### Exercise tasks
**a)** According to the forum thread, what environment has every successful manned BEO flight used after launch?
**b)** List every forum participant named in the thread.

Source passage: Begin

I don't think Orion is going to Mars by itself. NASA would probably use a mother ship for it to dock with, then have a Mars lander also docked with the mother ship. I think Orion was only designed to get to the moon and dock with a moon lander or a moon station like Artemis station.
Quote from: spacenut on 06/29/2021 01:25 amI don't think Orion is going to Mars by itself. NASA would probably use a mother ship for it to dock with, then have a Mars lander also docked with the mother ship. I think Orion was only designed to get to the moon and dock with a moon lander or a moon station like Artemis station. There's no "think" or "probably" about it. Orion's role in a Mars mission was *always* to dock with a Mars Transfer Vehicle at the start of the mission, and to undock and return the crew to Earth at the end. Every single NASA DRM since the ESAS report has been based on that. Just like Jim and woods170 have already said.This is not the first thread on this forum to propose this strawman about Orion going to Mars by itself. It's absolute nonsense and it needs to stop.
...I mean, go over to SS threads. Apparently it will replace all commercial aviation and all launch vehicles and not a single eye has been batted
As far as the pure O2 environment, every successful manned BEO flight has used a pure O2 environment post launch. I don't see an issue with it. Just transition to pure O2 low pressure post launch and things should be fine.

Source passage: End
Dataset extract: Begin

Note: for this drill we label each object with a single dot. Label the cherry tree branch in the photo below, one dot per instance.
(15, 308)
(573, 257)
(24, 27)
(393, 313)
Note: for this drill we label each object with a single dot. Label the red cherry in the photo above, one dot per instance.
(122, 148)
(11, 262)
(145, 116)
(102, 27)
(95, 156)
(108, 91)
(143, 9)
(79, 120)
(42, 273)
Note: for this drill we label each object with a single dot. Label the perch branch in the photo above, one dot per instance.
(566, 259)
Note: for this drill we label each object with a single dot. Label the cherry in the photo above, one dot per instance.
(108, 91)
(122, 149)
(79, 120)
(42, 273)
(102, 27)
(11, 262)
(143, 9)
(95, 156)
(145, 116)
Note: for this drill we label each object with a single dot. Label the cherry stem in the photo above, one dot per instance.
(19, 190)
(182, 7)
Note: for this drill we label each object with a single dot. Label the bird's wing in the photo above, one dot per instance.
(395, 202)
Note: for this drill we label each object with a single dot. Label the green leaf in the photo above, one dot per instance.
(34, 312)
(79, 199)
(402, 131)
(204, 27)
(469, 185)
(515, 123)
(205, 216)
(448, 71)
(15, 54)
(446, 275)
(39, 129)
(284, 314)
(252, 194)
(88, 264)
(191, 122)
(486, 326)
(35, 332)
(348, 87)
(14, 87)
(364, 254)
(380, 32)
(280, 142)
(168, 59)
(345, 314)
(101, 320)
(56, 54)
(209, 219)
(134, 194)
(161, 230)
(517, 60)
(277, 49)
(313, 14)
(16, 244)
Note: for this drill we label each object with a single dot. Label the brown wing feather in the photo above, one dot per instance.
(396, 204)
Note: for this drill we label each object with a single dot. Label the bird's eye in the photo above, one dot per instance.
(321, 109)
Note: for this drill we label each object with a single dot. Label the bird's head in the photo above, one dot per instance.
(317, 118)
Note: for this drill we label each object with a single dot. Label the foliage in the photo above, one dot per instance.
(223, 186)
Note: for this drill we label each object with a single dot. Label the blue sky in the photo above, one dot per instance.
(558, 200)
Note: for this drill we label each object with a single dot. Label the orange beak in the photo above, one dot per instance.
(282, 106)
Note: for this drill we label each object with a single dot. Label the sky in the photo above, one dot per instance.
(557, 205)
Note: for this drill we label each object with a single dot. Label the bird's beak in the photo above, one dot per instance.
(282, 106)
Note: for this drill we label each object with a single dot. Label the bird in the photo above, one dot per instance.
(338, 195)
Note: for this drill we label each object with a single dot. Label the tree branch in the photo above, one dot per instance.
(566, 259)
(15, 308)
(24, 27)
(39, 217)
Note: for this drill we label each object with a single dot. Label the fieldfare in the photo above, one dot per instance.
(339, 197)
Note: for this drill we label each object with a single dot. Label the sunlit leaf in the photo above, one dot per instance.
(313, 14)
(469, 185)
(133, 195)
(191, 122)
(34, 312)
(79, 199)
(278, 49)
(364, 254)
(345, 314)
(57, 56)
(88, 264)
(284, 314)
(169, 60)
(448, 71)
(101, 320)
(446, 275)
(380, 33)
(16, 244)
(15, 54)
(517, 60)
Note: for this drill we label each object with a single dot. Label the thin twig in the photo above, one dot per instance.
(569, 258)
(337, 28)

Dataset extract: End

### Answers per task
**a)** A pure O2 environment.

**b)** spacenut, Jim, woods170